Passage provided:

##############################

Covid was the last straw. It had been a relentless three years full of the trials that “make you stronger.” Only I wasn’t stronger. A few months after I had been able to go without supplemental oxygen, I was sitting in the exam room of my doctor’s office. Slow, sorrowful music played, and I felt my soul sink further with every note. I looked out the window at the building next door and saw a large crack hiding behind the store’s sign where the walls met the roof. I was depressed. We are both broken, I thought, and no one knows. I felt bonded with the break in the wall, as if we acknowledged each other’s hidden pain and sorrow. As I thought about what it would take to fix the corner of the store, I was overwhelmed by what it might take to put me back together. As the Doctor entered the room, my current survival plan floated through my mind. Just keep smiling.

 

Things break in many ways. A sudden force, like a hurricane or a tornado, can cause something in perfect condition to fall. Breaks can also happen over time. A home or building’s foundation weakness can go unnoticed until you see the cracks in the walls or the doors are no longer closing correctly. Something made of glass can have a hairline crack and then explode into many pieces at the slightest touch. Putting broken pieces back together is often complicated, and the outcomes vary. But building back from broken doesn’t just apply to things; it also applies to people. 


After months of being careful and following the guidelines to keep myself and others safe. Covid found a way into my lungs, wreaking havoc. I was admitted to the hospital twice for an accumulative stay of 16 days, eleven of those days spent by myself in isolation. With the help of good doctors and nurses and medications, I can’t count or pronounce, my asthmatic lungs fought for my life.  At the end of the battle, they were tired, worn out, and damaged. Covid caused breathing issues, pneumonia, and an out-of-control immune response. 


During my discharge visit for my second hospital stay, my doctor told me to expect bad days. They were going to come. He explained that it didn’t mean I wasn’t healing or that I was going to have a relapse—it was just a bad day. Some days, I got up; others, I stayed in bed and slept. Both helped me heal.

##############################

Extracted material:
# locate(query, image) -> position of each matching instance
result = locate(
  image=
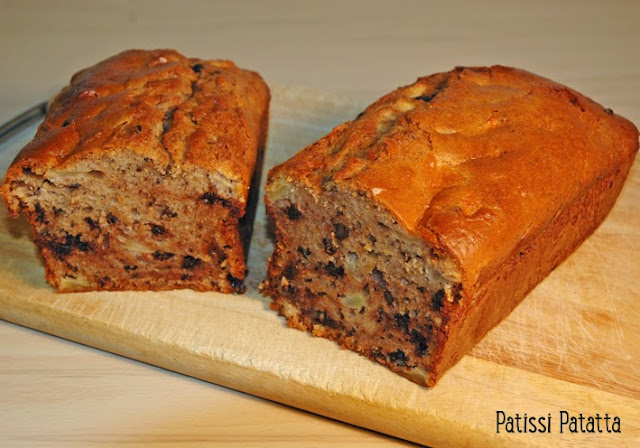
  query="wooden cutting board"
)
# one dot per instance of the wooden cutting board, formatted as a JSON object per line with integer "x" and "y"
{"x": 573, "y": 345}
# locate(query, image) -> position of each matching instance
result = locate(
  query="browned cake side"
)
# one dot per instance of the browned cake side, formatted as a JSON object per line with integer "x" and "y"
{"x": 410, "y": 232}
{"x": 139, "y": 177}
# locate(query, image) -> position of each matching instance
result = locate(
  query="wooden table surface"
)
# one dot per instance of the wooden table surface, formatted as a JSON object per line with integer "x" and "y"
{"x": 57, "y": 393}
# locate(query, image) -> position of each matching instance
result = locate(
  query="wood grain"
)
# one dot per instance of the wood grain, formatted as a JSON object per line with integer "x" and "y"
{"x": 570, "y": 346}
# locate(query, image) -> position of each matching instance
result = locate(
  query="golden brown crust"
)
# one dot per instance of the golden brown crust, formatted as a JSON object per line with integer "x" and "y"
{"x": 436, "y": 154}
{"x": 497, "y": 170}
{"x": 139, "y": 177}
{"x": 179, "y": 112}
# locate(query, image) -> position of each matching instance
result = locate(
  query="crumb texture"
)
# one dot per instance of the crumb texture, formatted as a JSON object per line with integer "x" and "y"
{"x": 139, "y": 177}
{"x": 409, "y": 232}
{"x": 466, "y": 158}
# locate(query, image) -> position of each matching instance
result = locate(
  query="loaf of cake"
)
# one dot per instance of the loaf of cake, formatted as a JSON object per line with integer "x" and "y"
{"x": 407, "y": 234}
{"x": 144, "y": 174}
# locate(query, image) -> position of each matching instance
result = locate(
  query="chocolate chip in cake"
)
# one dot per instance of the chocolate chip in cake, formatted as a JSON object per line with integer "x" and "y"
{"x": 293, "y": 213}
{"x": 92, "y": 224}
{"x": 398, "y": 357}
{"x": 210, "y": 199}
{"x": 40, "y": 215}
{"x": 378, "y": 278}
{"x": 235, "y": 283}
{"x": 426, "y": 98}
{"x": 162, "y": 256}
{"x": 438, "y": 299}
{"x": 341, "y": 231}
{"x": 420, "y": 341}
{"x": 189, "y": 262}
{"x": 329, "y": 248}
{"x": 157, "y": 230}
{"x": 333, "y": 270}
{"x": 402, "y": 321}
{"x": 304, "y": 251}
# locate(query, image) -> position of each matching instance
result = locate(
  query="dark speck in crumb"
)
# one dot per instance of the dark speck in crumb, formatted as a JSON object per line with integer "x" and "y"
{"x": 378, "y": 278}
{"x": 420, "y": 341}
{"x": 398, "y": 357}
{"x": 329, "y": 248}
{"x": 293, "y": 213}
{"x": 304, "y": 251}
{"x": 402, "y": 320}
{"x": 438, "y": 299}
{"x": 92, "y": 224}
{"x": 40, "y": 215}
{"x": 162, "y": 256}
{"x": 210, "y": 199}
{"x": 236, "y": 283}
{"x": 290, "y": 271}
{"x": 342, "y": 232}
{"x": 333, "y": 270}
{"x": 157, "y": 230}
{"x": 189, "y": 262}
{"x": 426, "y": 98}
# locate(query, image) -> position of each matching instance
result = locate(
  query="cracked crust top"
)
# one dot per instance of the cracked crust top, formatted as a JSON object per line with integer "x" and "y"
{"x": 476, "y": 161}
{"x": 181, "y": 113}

##############################

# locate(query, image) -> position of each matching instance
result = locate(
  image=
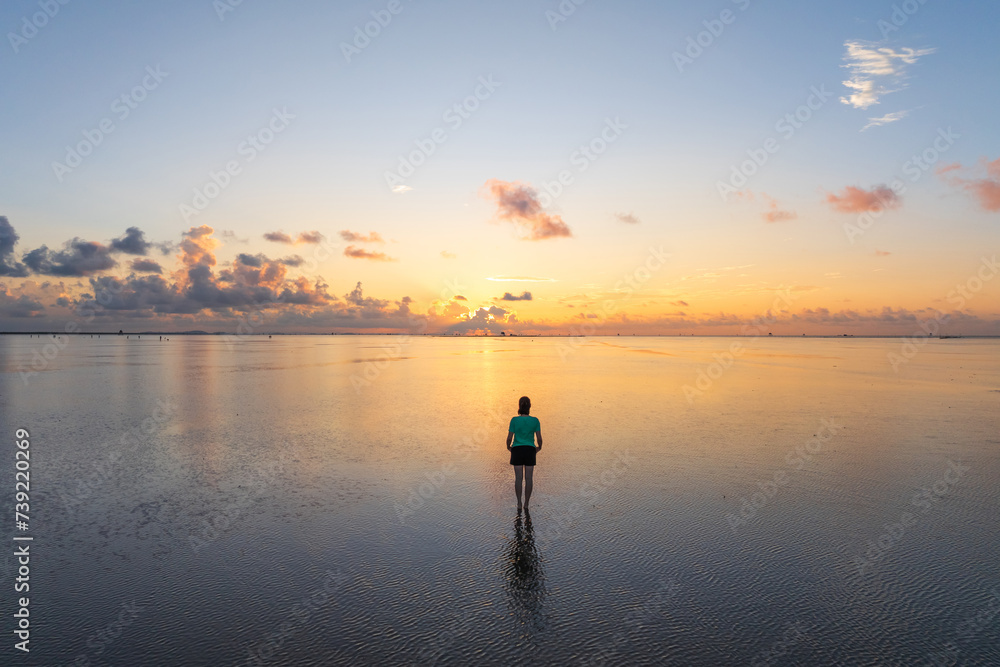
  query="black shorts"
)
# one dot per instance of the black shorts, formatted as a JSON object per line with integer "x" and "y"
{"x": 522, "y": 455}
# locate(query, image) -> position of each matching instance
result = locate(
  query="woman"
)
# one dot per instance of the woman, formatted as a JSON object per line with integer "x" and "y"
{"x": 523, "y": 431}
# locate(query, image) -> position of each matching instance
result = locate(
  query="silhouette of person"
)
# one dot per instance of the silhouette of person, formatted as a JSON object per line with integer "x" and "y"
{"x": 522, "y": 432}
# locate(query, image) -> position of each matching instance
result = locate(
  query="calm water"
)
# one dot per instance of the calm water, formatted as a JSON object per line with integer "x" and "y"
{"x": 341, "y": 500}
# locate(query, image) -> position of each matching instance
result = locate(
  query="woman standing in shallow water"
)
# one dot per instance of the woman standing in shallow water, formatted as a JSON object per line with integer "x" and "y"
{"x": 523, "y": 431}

##############################

Work instruction A: Return the portion of the Covid recovery essay from "Covid was the" to "Just keep smiling." word for word.
Work instruction B: Resume the essay about recovering from Covid, picking up after its last sentence.
The records play no part in this work.

Answer space A:
Covid was the last straw. It had been a relentless three years full of the trials that “make you stronger.” Only I wasn’t stronger. A few months after I had been able to go without supplemental oxygen, I was sitting in the exam room of my doctor’s office. Slow, sorrowful music played, and I felt my soul sink further with every note. I looked out the window at the building next door and saw a large crack hiding behind the store’s sign where the walls met the roof. I was depressed. We are both broken, I thought, and no one knows. I felt bonded with the break in the wall, as if we acknowledged each other’s hidden pain and sorrow. As I thought about what it would take to fix the corner of the store, I was overwhelmed by what it might take to put me back together. As the Doctor entered the room, my current survival plan floated through my mind. Just keep smiling.

Answer space B:
 

On the days I stayed in bed, I enjoyed watching a TV show called The Repair Shop, in which family heirlooms are restored by a team of master craftsmen and women. I identified with the old and broken items brought in for repair. Seeing the items lovingly brought back to life by the team of experts was therapeutic. They took their time and worked slowly and methodically, matching each restoration task to those with the most expertise.

 

One of my favorite episodes involved the restoration of a 1900’s Underwood typewriter. What was once a quick and efficient machine the owner’s grandfather used as a war correspondent was now damaged by time and misuse. The once shiny black paint of the outer shell was now dull with age and layers of dirt. The type bars were bent and no longer moved when the craftsman pushed down the corresponding letter keys. The ribbon was old and brittle, and the return bar, margin bell, and other parts now only served as decorations on a once well-loved, functional machine. Because parts were no longer available, a complete restoration of the typewriter would be required in the craftsman’s hands.

 

Bringing the typewriter to its former functional glory seemed an overwhelming and tedious task. But for the craftsman, it was a labor of love. He carefully took the typewriter apart, laying the pieces on his table in order, and then lovingly repaired and cleaned each piece before putting the typewriter back together.



The paint, freed from its layers of dirt, shone again—not like new, but with a beauty that only age and experience can bring to a piece. I lay in bed and cried with the master craftsman as the owner gleefully typed with their grandfather’s typewriter again. 

 

Like the typewriter, I needed time and the help of others to heal. Sometimes, recovery is slow. There is no hurrying it.


Being built from broken requires going through the storm before the calm. We face the darkness before the light. Seeing any vision of a healing path in those dark moments can be challenging. It may take courage we don’t think we possess, a perspective currently hidden from our view, or an understanding of life events we don’t yet have. It also takes an amount of time we can’t predict.

 

My husband took a month off work to help me recover, and then some of my children came out to help me so he could return to work.



Friends and family made sure I knew I was not alone. I had doctors, counselors, and medication. I also had the Savior, Jesus Christ, who, through His Atonement, heals. My experience added to the patina of my soul. It changed me. In the healing, my broken body and heart changed my perspective forever. 

 

Sometimes, being built from broken can transform us into something new—something we never imagined we could be. 

 

I hired a stained-glass artist to create a piece for my front door. While choosing the glass for my design, she told me about a large sheet of the most beautiful yellow glass she had ever seen. It was so exquisite that she said she just couldn’t cut it. She placed it carefully against the window in front of her shop.

 

One morning, she went to her shop and found that the beautiful piece of glass had shattered into hundreds of pieces. Devastated at her loss, she picked up the pieces, put them into a box, and put the box in her workroom in the back, where it sat untouched.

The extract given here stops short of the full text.